(Stored dataset items)

○ ○ ○ ○ ○

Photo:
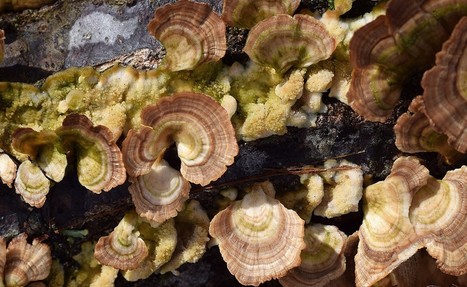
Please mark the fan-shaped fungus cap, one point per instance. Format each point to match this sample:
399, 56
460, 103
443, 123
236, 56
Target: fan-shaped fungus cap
387, 237
445, 88
159, 194
31, 184
258, 237
199, 126
43, 148
415, 134
122, 248
26, 262
7, 169
191, 33
246, 14
438, 214
281, 42
322, 259
100, 164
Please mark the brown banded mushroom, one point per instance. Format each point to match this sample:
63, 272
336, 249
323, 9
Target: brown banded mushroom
99, 160
200, 128
191, 33
159, 194
322, 259
445, 89
246, 13
31, 184
438, 215
43, 148
415, 134
258, 237
283, 41
123, 248
387, 237
7, 169
26, 262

○ ○ ○ ○ ○

**Short exercise**
Starting from the line containing "Please mark the brown" and ending with the final line of the data, reproduce each line exactly as it appears, including no other lines.

**Exercise result**
Please mark the brown banded mushroom, one point per instance. Format each point to match this sample:
63, 272
336, 249
323, 9
Target: brown banded mushroom
99, 160
200, 128
191, 33
159, 194
322, 259
445, 89
246, 13
31, 184
438, 215
43, 148
415, 134
258, 237
283, 41
123, 248
387, 237
7, 169
26, 262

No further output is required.